TASK GOAL: Starting at the beginning of the material and ending after the line that contains "(490, 261), (531, 335)", write out every line again with only the box coordinates changed, each multiplied by 2.15 and rounded to a whole number, with halves rounding up. Leave the pictures out.
+===+
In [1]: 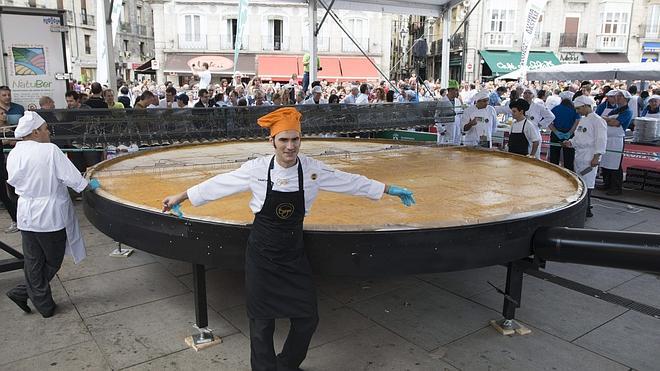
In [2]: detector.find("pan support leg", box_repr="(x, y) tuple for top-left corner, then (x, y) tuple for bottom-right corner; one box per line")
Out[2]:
(490, 261), (531, 335)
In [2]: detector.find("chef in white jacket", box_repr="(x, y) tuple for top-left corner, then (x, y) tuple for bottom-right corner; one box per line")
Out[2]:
(7, 111), (92, 318)
(163, 107), (415, 371)
(461, 90), (497, 148)
(562, 95), (607, 217)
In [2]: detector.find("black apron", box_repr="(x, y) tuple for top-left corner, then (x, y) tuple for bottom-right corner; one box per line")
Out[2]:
(245, 156), (317, 319)
(509, 119), (529, 156)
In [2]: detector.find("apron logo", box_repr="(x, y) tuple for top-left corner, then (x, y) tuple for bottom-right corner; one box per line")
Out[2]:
(275, 202), (295, 219)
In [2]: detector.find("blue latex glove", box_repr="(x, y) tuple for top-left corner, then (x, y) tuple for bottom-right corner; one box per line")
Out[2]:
(387, 185), (415, 206)
(89, 178), (101, 191)
(172, 204), (183, 219)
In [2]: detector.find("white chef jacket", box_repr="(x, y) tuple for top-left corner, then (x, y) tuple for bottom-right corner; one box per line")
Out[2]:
(461, 105), (497, 146)
(570, 112), (607, 189)
(187, 155), (385, 214)
(7, 140), (87, 264)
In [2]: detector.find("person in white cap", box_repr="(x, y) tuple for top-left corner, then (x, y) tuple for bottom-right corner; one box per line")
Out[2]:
(562, 95), (607, 217)
(639, 95), (660, 119)
(303, 85), (328, 104)
(461, 90), (497, 148)
(598, 90), (633, 196)
(7, 111), (98, 318)
(596, 89), (618, 117)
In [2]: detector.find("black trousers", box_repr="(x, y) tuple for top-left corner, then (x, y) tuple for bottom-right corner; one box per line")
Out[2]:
(9, 229), (66, 315)
(250, 316), (319, 371)
(548, 133), (575, 171)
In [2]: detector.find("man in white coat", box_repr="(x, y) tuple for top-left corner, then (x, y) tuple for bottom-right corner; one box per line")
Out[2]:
(461, 90), (497, 148)
(562, 95), (607, 217)
(7, 111), (93, 318)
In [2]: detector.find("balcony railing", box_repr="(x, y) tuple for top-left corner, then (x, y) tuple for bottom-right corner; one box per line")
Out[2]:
(532, 32), (550, 48)
(485, 32), (513, 49)
(261, 36), (289, 51)
(596, 34), (628, 52)
(80, 12), (96, 26)
(179, 34), (207, 49)
(559, 33), (589, 48)
(219, 35), (248, 50)
(341, 37), (370, 53)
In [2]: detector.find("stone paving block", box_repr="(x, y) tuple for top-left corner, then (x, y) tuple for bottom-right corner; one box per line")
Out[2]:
(301, 326), (456, 371)
(0, 271), (92, 369)
(127, 333), (250, 371)
(434, 326), (628, 371)
(179, 269), (245, 312)
(314, 276), (421, 304)
(544, 262), (641, 291)
(151, 254), (192, 277)
(64, 263), (190, 318)
(221, 295), (374, 352)
(417, 265), (506, 298)
(58, 243), (154, 281)
(2, 340), (110, 371)
(86, 294), (238, 369)
(574, 311), (660, 370)
(472, 277), (626, 341)
(351, 283), (498, 350)
(609, 274), (660, 308)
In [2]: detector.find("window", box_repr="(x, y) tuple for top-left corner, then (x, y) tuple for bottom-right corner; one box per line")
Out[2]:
(184, 15), (202, 41)
(268, 19), (284, 50)
(486, 1), (516, 47)
(85, 35), (92, 54)
(596, 11), (630, 51)
(646, 4), (660, 39)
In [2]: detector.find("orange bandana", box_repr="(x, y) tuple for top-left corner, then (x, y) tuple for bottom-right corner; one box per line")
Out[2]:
(257, 107), (302, 138)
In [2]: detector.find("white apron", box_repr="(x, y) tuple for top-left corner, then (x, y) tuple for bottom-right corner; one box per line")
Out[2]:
(600, 125), (626, 170)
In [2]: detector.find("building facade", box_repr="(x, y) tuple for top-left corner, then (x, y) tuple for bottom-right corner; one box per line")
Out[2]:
(150, 0), (392, 85)
(0, 0), (154, 81)
(400, 0), (660, 81)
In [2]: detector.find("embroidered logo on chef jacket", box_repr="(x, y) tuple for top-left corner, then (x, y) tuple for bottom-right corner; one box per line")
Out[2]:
(275, 202), (295, 219)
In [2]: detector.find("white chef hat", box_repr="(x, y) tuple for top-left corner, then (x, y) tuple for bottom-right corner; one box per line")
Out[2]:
(472, 89), (490, 103)
(573, 95), (595, 108)
(559, 90), (575, 100)
(14, 111), (46, 138)
(616, 90), (632, 99)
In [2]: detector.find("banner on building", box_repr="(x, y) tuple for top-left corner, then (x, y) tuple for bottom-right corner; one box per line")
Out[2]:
(520, 0), (546, 81)
(234, 0), (250, 73)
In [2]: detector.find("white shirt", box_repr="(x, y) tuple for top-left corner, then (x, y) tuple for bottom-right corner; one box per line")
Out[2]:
(355, 93), (369, 104)
(7, 140), (87, 263)
(461, 105), (497, 146)
(510, 120), (541, 144)
(187, 155), (385, 214)
(197, 70), (211, 89)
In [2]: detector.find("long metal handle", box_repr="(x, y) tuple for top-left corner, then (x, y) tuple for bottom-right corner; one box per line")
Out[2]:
(532, 227), (660, 272)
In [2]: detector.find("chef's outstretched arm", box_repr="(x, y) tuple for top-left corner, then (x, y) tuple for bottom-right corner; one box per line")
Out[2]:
(385, 184), (415, 206)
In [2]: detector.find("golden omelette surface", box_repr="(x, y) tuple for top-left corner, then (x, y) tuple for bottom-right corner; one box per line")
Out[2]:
(89, 138), (582, 230)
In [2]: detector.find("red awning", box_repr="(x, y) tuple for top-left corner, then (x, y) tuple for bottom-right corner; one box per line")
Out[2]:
(257, 55), (298, 81)
(339, 57), (380, 81)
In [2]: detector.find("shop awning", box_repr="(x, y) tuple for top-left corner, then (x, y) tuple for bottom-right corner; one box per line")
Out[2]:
(258, 55), (298, 81)
(163, 54), (257, 76)
(339, 57), (380, 81)
(644, 42), (660, 53)
(479, 50), (561, 76)
(582, 53), (629, 63)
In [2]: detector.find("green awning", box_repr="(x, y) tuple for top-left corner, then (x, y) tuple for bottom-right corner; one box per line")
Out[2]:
(479, 50), (561, 76)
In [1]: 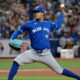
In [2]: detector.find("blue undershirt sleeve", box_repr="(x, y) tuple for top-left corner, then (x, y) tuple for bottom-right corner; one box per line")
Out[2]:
(10, 22), (29, 39)
(51, 13), (64, 30)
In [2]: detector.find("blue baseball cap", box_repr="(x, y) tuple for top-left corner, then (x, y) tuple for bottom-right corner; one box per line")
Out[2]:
(33, 6), (46, 13)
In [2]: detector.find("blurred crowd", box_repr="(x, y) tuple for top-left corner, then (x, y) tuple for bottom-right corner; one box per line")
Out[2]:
(0, 0), (80, 57)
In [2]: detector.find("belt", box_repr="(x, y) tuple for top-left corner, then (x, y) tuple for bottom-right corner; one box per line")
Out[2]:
(33, 49), (49, 53)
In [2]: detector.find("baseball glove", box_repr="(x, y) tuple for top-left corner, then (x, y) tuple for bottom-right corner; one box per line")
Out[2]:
(9, 39), (23, 51)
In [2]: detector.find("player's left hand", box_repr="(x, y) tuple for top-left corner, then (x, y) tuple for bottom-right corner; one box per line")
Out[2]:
(9, 39), (23, 51)
(60, 4), (65, 12)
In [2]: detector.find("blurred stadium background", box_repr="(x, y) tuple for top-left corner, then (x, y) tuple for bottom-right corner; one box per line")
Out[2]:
(0, 0), (80, 80)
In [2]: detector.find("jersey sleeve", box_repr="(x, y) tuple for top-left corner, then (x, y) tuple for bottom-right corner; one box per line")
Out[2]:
(51, 13), (64, 30)
(10, 23), (29, 39)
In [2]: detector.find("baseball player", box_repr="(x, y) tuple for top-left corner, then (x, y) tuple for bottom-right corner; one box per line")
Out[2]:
(8, 6), (80, 80)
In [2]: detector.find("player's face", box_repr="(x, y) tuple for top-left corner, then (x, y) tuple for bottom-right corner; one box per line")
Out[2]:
(35, 12), (44, 20)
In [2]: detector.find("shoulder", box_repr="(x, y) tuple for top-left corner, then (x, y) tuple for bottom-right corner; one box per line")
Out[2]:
(22, 20), (33, 26)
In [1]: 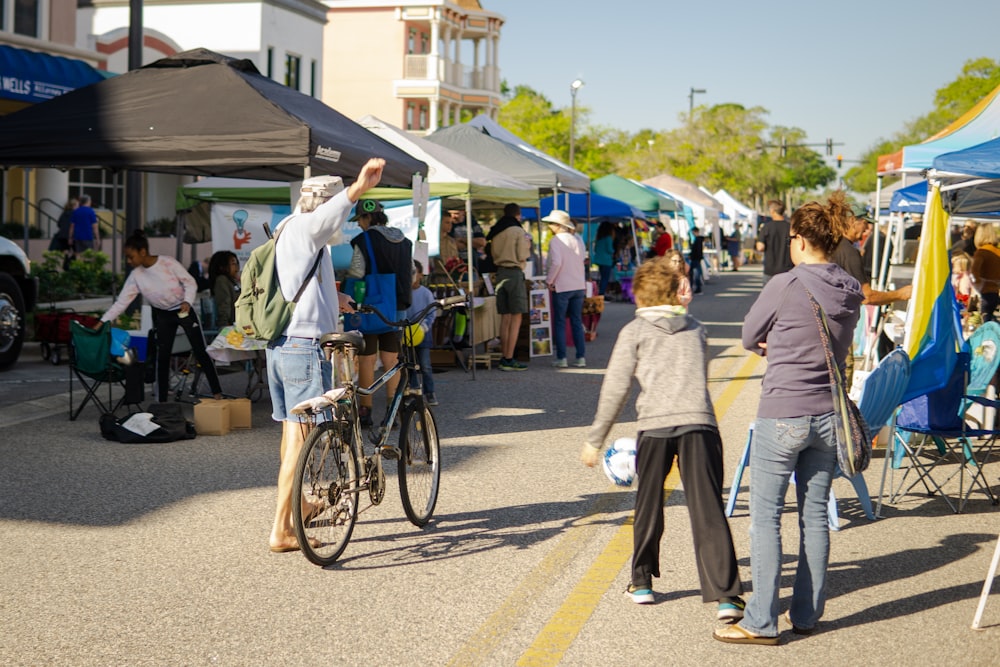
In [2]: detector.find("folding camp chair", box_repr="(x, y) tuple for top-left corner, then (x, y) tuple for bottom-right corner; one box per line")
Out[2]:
+===+
ANSWER TO THIS PROBLEM:
In [1]: 
In [2]: detector.find("pan support leg", box_repr="(x, y) tuple for top-left corner, then (x, y) tuple for bottom-right corner; one box per line")
Out[2]:
(1054, 561), (1142, 720)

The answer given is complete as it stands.